**AIM OF THE EXERCISE**
Copy each line of the listing where the word "tunnel" can be found.

*** EXERCISE MATERIALS Section Begins ***

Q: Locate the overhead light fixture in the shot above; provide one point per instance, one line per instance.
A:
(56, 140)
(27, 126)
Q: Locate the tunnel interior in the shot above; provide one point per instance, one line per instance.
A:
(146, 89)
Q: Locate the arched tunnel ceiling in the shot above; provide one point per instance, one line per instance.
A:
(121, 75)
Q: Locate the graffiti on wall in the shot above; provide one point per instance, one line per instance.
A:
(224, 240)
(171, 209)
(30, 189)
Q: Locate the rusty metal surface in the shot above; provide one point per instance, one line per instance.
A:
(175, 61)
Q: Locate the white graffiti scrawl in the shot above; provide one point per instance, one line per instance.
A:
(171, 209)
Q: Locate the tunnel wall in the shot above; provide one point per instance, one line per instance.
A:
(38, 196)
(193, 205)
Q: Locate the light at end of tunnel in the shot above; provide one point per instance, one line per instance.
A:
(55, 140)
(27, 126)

*** EXERCISE MATERIALS Section Ends ***
*** EXERCISE MATERIALS Section Begins ***

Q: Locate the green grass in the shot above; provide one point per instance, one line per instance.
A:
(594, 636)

*** EXERCISE MATERIALS Section Ends ***

**RESPONSE AREA**
Q: Locate the tunnel interior in the shot above; provide one point per instance, one line per instance.
Q: Locate the arched tunnel ceiling in the shot above; provide one point per instance, one line per instance.
Q: Locate the tunnel wall in the shot above; provide one point per instance, one line per instance.
Q: Locate the light at end of tunnel in the shot above; provide one point per instance, one line per instance.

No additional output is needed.